* [About this task]
In the health insurance post, by how much less than Obamacare individual market plans are association plan premiums estimated to cost by 2022, and which firm made that estimate?

Posted on June 22, 2018
President Trump and Labor Secretary Alexander Acosta this past week offered thousands of Tennesseans who are self-employed or who work at small businesses the opportunity to buy the same kind of lower cost health insurance with the same patient protections that roughly 160 million Americans get working for a larger employer.
The new rule will help these Tennesseans band together through “association health plans” to obtain the same kind of less expensive health insurance that employees of large companies, like Walmart or Amazon, can buy today.
Some 4 million Americans are expected to be insured under these plans by 2023, including 400,000 with would otherwise have no insurance, according to the Congressional Budget Office.
No surprise when the association plan premiums will cost as much as $11,000 less than Obamacare individual market plans by 2022, according to estimates by health consulting firm Avalere.
Tennesseans who work for themselves or who work for a small business owner have had the hardest time getting affordable insurance under Obamacare.

Stored records:
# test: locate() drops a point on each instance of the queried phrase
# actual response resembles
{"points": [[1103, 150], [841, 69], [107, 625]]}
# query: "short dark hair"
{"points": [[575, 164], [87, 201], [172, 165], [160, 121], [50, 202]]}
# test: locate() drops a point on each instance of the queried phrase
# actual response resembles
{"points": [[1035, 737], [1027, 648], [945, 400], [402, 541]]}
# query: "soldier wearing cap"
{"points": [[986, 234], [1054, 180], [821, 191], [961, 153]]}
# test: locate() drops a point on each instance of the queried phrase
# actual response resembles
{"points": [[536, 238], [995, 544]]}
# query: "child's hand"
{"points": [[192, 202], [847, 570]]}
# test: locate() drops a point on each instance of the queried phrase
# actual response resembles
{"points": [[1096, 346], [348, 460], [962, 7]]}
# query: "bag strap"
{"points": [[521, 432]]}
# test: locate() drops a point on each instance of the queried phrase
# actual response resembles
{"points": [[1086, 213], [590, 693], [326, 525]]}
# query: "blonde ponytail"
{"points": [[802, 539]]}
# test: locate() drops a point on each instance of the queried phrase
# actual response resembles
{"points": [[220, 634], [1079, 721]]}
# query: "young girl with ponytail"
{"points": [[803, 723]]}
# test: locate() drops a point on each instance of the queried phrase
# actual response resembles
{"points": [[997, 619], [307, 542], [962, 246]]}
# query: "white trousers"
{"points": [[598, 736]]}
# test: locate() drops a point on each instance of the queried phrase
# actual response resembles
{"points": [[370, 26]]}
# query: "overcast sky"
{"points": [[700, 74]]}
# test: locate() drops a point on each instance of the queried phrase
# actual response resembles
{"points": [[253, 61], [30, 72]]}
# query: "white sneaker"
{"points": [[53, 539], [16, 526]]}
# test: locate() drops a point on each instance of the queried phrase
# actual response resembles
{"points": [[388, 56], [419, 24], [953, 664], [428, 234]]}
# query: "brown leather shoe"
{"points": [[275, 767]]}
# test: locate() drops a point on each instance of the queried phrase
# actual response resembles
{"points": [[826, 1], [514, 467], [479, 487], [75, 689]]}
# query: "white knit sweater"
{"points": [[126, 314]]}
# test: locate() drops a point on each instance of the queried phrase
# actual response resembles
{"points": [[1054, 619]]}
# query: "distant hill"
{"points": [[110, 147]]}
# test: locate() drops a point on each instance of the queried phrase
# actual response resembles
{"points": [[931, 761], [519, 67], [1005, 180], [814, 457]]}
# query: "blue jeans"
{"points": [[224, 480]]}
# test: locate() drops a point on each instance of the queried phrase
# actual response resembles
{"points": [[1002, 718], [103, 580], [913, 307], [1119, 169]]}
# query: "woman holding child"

* [Answer space]
As much as $11,000 less, according to the health consulting firm Avalere.